# Passage given
================
Good on Taxes, Bad on Trade

David R. Henderson on Seeds of Destruction by Glenn Hubbard and Peter Navarro.

Glenn Hubbard and Peter Navarro. Seeds of Destruction. FT Press. 266 Pages. $26.99.

With all the economic uncertainty, with the unemployment rate close to double digits, with the financial and housing crises not yet resolved, and with Congress having passed a health care law that restructures over one-seventh of the economy, we have been due for a book by seasoned economists that looks at the big picture and proposes solutions. Is Seeds of Destruction, by economists Glenn Hubbard and Peter Navarro, that book? Some economists and economic journalists whose work I respect — my Hoover colleagues John Cogan and John B. Taylor, and economics writer Amity Shlaes, for example — say yes. But I disagree with them.

Seeds of Destruction could have been that book. For one, it deals with most of the important economic issues — health care, tax policy, Social Security, and trade policy — and has some good insights into and policy proposals for some of them, especially tax policy. And Hubbard, having been President George W. Bush’s first chairman of the Council of Economic Advisers, and deservedly so, is certainly in a position to have knowledge, both wide and deep, of the issues. But Seeds of Destruction sometimes just gets the facts plain wrong, and the authors’ analysis is, on occasion, also outright wrong. Moreover, the policy they propose on oil would prop up the monopoly power of the Organization of Petroleum Exporting Countries (opec), and yet they write not a word about this downside.

Start with the positives. The strongest chapter, by far, is the one titled, “Why You Can’t Stimulate Your Way to Prosperity.” This case against using increases in government spending as a countercyclical policy to end a recession is a nice blend of economic and political analysis. Hubbard and Navarro point out what has long been an argument against such policies: the often long lag between when a law increases spending and when the spending actually occurs. But they go further and draw on some more-recent research by Harvard economists Alberto Alesina and Silvia Ardagna that has justifiably received much attention. Alesina and Ardagna, examining fiscal stimulus in 21 countries, found that the most successful ones relied “almost entirely on cuts in business and income taxes” and that the least successful relied on increased government spending.

Moreover, note Hubbard and Navarro, Christina Romer, Obama’s first chair of the Council of Economic Advisers, and her husband, David Romer, an economist at uc Berkeley, found that hiking taxes, as Obama has now done by letting the Bush tax cuts expire, leads to a strong negative effect on gross domestic product. The authors also point out, as did Obama adviser Lawrence Summers, that any increase in government spending should be targeted and temporary. They write that, instead, “the Democrats used their majorities in both houses of Congress to pass pet projects and programs that were only tangentially related to the stimulus” and these programs were designed to be permanent. Even Obama’s own budget director, Peter Orszag, they note, stated that grants for alternate energy sources “are totally impractical for countercyclical [anti-recession] policy.” But in January 2009, when the newly sworn-in President Obama was “at the height of his popularity and power,” he inexcusably outsourced the stimulus bill to Senate Majority Leader Harry Reid and House Speaker Nancy Pelosi. No wonder Romer, Summers, and Orszag are leaving or have left the sinking Obama ship.
================
# Given material
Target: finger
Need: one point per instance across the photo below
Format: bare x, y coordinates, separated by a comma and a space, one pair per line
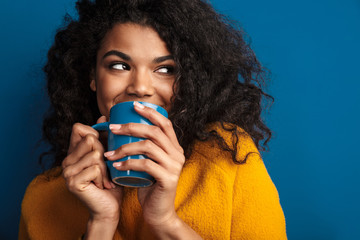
================
# Directions
(1) Answer these from the review, one line each:
(a) What publisher and page count does the review give for Seeds of Destruction?
(b) In how many countries did Alesina and Ardagna examine fiscal stimulus?
(c) To whom did President Obama outsource the stimulus bill in January 2009?
(2) Reproduce word for word the part of the review that opens with the words "Start with the" and closes with "increased government spending.".

# Solutions to the problems
(1)
(a) FT Press, 266 pages.
(b) 21 countries.
(c) Senate Majority Leader Harry Reid and House Speaker Nancy Pelosi.

(2)
Start with the positives. The strongest chapter, by far, is the one titled, “Why You Can’t Stimulate Your Way to Prosperity.” This case against using increases in government spending as a countercyclical policy to end a recession is a nice blend of economic and political analysis. Hubbard and Navarro point out what has long been an argument against such policies: the often long lag between when a law increases spending and when the spending actually occurs. But they go further and draw on some more-recent research by Harvard economists Alberto Alesina and Silvia Ardagna that has justifiably received much attention. Alesina and Ardagna, examining fiscal stimulus in 21 countries, found that the most successful ones relied “almost entirely on cuts in business and income taxes” and that the least successful relied on increased government spending.